Records of labeled points:

▬▬▬

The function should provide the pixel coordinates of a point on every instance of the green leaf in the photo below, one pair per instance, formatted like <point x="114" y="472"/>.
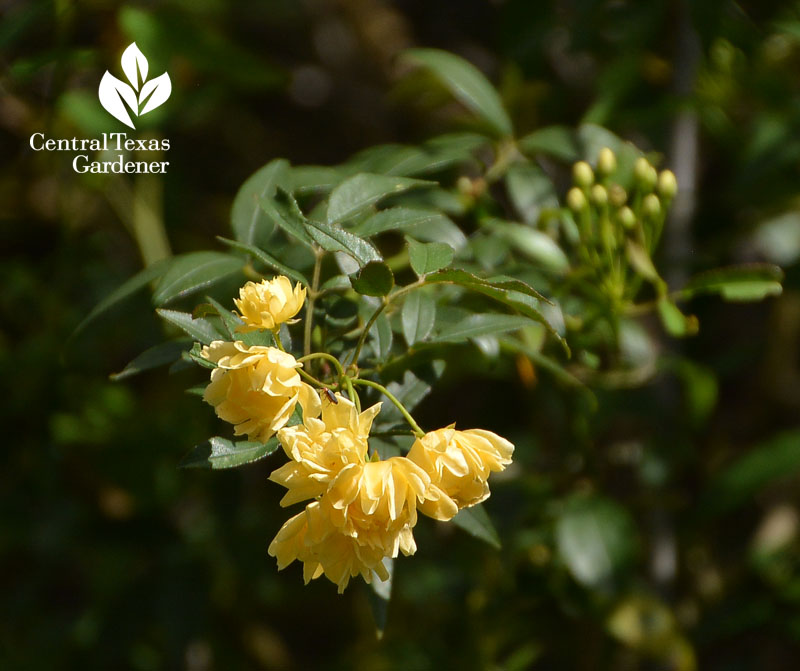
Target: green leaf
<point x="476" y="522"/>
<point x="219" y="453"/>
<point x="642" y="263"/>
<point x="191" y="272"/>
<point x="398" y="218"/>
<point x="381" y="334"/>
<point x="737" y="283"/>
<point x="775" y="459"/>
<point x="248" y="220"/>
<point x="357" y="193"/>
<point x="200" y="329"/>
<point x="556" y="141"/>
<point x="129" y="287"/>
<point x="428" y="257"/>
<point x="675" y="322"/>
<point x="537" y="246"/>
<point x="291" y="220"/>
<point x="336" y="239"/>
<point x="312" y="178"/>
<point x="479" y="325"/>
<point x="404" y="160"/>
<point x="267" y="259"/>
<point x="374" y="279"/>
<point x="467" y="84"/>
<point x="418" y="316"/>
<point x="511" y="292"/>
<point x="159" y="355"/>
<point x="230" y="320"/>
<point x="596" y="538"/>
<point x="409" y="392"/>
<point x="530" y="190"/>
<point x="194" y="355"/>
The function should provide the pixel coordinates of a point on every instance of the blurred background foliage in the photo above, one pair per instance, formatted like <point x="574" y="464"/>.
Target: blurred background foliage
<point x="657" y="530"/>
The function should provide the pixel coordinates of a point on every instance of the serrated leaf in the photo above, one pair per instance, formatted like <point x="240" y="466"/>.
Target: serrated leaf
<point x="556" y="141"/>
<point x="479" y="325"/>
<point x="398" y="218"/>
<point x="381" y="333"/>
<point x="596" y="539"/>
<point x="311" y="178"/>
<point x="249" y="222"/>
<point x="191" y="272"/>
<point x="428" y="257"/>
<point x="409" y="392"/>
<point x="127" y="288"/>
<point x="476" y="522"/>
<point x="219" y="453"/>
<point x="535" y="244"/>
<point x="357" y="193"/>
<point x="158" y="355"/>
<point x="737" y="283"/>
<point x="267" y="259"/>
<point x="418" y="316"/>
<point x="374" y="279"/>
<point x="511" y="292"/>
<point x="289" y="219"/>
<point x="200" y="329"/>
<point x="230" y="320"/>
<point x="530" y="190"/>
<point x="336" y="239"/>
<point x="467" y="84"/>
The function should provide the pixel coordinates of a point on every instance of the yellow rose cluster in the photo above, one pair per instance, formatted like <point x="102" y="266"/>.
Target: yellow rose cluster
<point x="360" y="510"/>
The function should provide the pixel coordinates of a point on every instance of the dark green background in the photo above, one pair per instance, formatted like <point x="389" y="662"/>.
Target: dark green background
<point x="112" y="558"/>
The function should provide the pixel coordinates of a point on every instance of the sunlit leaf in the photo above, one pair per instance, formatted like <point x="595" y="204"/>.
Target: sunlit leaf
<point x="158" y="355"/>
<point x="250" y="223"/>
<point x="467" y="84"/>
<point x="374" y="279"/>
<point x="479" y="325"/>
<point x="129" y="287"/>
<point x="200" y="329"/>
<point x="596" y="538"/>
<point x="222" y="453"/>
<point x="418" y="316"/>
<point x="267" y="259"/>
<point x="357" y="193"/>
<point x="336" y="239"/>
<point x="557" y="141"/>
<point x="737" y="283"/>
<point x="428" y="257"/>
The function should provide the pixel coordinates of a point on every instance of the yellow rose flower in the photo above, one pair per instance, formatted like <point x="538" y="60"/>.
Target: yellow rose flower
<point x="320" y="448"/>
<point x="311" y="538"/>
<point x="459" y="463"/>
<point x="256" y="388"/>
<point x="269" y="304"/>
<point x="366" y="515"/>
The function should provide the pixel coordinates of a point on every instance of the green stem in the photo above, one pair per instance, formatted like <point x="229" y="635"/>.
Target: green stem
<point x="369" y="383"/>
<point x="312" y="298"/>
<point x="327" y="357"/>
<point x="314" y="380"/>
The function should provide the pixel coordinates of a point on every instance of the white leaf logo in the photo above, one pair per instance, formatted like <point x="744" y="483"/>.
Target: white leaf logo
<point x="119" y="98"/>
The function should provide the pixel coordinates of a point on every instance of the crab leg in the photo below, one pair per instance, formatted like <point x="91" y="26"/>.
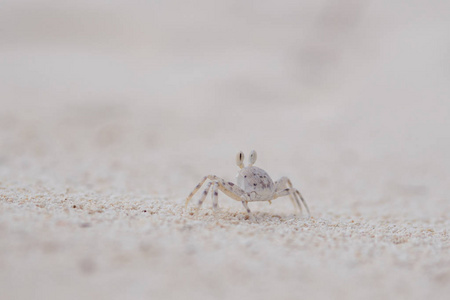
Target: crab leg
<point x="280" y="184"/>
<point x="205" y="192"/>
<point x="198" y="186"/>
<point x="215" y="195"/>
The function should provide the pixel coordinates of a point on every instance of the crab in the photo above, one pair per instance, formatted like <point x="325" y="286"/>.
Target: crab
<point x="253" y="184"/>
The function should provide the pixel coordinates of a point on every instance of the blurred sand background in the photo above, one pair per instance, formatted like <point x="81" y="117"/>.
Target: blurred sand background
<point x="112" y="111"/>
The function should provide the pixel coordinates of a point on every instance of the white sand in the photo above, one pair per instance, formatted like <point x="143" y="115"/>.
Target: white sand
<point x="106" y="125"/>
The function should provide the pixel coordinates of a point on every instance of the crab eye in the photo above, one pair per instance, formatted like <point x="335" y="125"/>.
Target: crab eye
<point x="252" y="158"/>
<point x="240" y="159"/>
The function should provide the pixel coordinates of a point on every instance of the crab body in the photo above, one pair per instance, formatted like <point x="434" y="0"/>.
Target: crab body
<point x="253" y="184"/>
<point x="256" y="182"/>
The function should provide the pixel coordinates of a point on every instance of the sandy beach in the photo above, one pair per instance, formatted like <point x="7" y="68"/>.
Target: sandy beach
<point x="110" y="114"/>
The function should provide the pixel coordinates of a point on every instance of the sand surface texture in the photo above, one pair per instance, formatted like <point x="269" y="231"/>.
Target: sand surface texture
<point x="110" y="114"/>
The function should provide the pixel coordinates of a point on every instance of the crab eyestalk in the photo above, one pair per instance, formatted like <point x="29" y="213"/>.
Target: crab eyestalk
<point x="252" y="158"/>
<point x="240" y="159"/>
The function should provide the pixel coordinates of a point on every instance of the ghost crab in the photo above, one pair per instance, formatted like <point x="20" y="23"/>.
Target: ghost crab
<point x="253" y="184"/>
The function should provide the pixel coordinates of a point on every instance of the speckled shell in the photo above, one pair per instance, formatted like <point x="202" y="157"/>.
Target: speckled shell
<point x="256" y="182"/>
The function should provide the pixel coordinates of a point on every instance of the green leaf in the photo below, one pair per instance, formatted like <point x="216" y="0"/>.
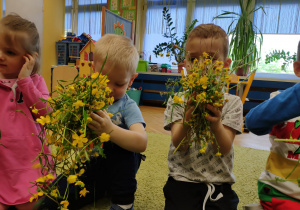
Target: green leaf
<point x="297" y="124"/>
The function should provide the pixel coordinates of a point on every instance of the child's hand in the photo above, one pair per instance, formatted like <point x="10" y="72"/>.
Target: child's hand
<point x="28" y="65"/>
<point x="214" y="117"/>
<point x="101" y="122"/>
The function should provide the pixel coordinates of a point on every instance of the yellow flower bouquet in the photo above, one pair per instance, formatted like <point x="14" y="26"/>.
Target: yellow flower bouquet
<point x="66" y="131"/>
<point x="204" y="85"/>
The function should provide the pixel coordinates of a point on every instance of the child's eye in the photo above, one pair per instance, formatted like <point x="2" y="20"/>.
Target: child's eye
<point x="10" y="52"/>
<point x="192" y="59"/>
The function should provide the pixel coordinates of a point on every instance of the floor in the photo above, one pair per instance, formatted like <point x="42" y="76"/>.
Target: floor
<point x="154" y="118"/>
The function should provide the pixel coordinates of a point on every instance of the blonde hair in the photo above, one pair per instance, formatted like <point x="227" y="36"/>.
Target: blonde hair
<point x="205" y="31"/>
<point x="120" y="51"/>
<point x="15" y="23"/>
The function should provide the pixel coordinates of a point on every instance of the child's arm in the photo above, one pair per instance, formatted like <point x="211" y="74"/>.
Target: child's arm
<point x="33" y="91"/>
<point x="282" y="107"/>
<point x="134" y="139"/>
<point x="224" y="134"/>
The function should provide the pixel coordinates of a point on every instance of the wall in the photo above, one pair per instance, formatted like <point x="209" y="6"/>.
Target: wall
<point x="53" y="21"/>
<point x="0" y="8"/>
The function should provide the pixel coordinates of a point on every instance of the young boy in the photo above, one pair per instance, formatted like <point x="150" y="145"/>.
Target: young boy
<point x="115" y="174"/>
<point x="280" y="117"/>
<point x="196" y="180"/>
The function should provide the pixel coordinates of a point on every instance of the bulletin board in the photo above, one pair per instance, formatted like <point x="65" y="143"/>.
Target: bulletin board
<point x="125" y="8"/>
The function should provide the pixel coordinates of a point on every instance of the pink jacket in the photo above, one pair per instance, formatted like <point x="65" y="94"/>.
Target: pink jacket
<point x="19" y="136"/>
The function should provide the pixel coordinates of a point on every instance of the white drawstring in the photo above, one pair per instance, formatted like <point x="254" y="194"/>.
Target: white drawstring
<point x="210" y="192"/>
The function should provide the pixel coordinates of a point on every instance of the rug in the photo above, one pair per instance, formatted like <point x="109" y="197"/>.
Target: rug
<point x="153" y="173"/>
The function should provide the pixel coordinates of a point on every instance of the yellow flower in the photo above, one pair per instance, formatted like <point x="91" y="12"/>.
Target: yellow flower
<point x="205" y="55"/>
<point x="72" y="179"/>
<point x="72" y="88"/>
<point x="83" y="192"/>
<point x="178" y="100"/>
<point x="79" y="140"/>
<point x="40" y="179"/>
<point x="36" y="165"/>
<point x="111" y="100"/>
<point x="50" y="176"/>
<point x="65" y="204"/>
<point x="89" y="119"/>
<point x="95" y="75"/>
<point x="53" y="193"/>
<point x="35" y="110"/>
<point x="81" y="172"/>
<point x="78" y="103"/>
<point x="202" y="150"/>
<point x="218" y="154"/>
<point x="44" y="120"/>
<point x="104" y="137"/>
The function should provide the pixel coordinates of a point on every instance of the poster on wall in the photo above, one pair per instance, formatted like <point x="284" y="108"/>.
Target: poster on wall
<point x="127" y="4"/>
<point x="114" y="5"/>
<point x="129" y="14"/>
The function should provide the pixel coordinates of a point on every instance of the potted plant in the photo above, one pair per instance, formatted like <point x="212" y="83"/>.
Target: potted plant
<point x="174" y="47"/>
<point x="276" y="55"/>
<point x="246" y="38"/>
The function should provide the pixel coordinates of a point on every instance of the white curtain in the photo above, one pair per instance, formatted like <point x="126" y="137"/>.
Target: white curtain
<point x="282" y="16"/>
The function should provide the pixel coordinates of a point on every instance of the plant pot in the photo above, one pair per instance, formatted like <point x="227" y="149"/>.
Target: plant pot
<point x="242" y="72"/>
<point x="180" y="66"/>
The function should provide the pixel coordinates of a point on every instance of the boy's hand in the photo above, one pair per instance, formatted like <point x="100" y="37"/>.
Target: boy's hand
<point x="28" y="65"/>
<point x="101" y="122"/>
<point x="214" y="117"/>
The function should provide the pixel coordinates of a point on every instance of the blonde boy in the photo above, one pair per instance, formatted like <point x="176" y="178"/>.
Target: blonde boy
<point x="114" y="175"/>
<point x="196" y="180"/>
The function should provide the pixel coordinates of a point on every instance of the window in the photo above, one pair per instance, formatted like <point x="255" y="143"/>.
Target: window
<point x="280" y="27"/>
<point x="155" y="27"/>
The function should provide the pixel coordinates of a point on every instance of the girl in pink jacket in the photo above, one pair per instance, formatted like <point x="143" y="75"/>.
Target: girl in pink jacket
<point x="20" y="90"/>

▬▬▬

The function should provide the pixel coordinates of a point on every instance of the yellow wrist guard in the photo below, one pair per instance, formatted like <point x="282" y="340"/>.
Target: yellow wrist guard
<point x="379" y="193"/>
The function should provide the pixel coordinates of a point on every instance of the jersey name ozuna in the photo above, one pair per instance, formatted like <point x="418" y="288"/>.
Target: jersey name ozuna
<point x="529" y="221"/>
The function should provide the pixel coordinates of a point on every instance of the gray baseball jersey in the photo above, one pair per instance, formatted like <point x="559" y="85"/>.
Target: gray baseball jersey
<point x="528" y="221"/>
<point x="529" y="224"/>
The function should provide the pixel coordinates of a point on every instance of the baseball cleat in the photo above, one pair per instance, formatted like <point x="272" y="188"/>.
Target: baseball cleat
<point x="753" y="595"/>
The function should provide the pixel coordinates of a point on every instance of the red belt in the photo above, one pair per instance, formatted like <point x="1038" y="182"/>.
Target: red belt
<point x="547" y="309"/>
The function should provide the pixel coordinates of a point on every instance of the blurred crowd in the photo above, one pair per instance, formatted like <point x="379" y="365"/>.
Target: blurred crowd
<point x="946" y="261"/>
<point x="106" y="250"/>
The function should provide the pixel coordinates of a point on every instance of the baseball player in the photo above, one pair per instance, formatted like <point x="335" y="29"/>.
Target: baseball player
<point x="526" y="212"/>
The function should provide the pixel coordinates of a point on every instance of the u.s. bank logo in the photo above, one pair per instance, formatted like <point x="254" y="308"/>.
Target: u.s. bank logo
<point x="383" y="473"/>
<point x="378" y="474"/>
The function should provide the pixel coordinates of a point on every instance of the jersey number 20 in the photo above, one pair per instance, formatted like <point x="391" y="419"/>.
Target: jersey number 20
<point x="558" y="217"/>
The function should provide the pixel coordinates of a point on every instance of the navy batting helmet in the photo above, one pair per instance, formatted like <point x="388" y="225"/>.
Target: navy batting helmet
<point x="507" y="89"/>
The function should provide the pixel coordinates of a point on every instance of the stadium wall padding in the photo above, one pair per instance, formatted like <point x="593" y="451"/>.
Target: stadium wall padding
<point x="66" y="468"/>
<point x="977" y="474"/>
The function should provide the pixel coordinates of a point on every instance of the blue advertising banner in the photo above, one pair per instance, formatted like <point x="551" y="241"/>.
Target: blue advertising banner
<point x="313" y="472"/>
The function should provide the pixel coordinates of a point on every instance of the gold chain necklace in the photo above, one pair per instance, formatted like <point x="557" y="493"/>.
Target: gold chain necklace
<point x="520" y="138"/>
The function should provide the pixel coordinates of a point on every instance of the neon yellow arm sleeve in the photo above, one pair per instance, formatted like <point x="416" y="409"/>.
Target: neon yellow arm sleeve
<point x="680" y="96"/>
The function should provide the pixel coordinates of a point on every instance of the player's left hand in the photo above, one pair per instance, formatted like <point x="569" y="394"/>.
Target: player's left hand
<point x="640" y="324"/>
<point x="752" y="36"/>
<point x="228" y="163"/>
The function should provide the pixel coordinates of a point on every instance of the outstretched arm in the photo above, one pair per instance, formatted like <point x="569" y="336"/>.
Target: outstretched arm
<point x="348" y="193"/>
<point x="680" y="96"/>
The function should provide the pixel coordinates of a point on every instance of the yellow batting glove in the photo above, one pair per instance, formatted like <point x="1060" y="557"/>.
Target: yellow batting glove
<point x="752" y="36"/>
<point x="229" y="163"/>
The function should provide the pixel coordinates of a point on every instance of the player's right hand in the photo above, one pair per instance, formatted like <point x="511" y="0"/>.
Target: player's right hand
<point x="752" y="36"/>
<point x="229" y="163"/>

▬▬▬

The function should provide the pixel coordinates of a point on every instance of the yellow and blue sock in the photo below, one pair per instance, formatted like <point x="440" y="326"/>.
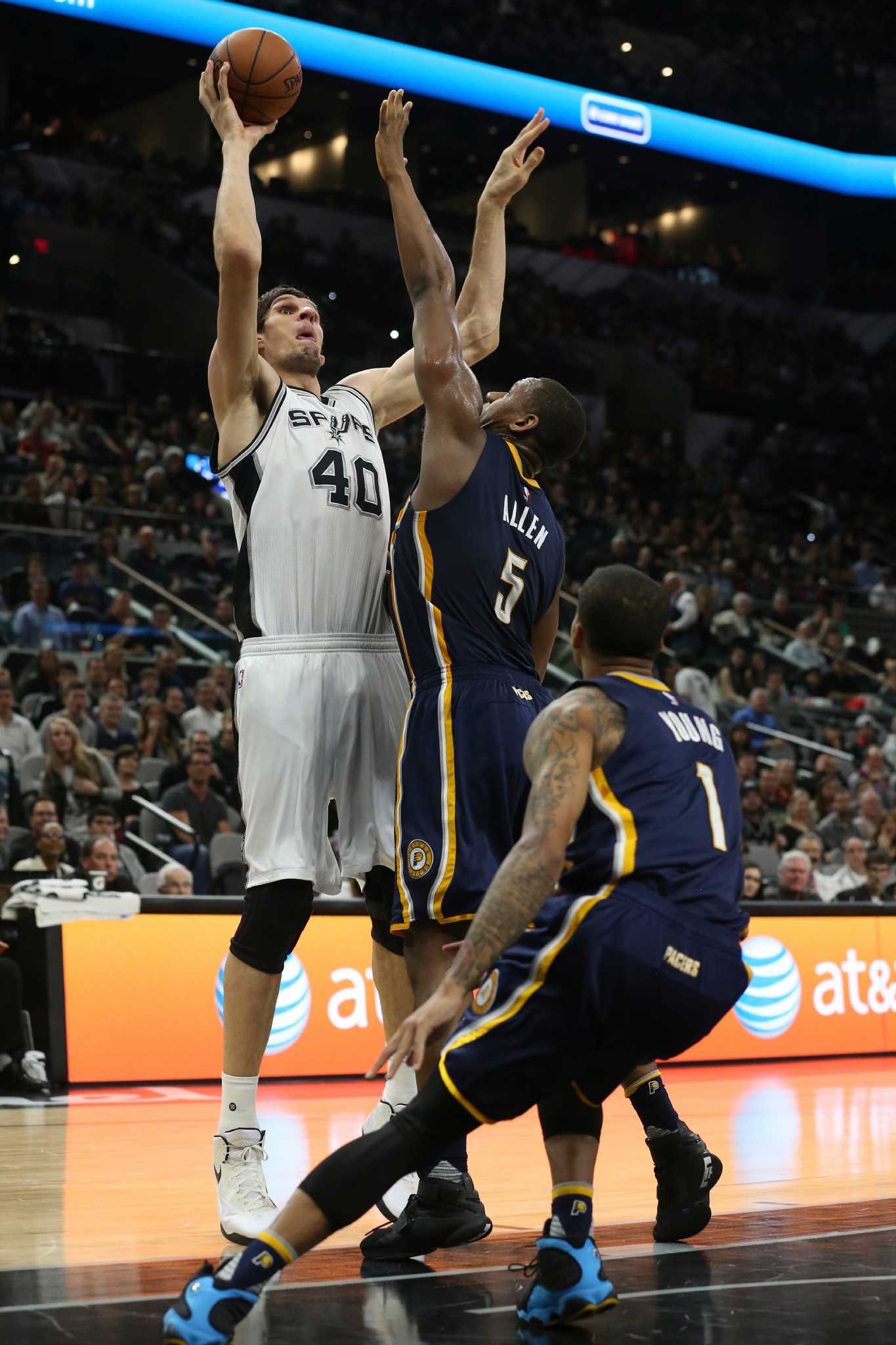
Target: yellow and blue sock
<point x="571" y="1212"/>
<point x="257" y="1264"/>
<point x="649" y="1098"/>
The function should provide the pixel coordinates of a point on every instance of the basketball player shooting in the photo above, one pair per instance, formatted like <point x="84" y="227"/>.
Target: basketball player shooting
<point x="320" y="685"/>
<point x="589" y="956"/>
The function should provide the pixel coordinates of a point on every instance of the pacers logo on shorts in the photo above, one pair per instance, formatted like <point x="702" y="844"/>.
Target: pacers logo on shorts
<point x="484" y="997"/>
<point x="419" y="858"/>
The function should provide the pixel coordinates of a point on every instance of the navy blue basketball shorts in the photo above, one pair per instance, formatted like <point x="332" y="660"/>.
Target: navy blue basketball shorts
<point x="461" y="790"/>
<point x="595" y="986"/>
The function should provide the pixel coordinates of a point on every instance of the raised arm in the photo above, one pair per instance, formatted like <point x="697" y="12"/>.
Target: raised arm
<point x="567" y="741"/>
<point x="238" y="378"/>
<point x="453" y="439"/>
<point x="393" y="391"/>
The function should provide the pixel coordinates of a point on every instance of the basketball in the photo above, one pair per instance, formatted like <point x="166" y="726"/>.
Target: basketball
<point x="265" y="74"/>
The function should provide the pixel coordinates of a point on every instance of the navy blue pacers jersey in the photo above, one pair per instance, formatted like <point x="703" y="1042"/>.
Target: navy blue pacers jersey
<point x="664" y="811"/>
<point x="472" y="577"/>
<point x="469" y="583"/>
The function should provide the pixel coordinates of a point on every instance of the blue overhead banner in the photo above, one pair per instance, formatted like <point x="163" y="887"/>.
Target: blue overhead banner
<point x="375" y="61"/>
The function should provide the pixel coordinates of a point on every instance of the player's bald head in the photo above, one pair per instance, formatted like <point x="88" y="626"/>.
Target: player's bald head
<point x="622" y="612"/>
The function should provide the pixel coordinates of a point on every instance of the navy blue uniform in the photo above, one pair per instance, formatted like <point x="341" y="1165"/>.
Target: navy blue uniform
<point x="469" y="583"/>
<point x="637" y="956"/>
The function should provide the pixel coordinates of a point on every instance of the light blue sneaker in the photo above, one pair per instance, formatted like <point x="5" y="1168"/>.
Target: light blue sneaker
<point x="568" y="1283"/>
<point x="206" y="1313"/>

▬▬▬

▶ [Requirement]: Extract every line of the entries above that contains the string "necklace", and copy each one as it appears.

▶ [Completed task]:
The function should provide the pixel coordinates of a point on every instance of the gold chain necklace in the photo above, one pair per instance, formatted like <point x="557" y="493"/>.
Target: gold chain necklace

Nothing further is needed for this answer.